++++ Record excerpts

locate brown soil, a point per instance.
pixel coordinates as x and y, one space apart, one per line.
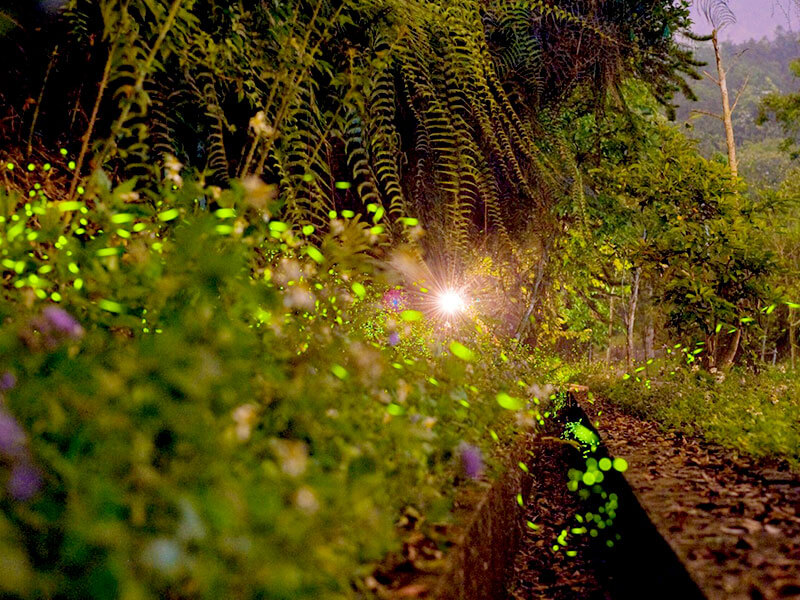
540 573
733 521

++++++++
++++ Record excerpts

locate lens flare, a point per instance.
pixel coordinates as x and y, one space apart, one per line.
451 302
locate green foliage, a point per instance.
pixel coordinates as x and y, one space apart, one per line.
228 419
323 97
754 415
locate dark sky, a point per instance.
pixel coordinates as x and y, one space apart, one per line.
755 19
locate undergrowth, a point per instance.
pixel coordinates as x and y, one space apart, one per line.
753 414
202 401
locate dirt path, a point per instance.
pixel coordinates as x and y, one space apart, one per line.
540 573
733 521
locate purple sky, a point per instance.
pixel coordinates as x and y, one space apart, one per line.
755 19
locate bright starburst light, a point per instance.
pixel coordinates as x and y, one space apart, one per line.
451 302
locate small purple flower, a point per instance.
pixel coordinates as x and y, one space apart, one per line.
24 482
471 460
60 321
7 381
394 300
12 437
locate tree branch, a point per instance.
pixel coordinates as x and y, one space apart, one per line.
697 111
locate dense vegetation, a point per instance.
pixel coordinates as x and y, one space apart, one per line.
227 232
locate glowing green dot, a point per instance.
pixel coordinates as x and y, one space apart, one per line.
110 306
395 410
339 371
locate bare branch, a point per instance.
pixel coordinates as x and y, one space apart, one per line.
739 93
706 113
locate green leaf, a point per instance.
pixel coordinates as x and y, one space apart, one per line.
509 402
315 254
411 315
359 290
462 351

++++++++

Determine how many lines in the listing above hold the word "purple", and reply with that number only.

◆ **Response area**
2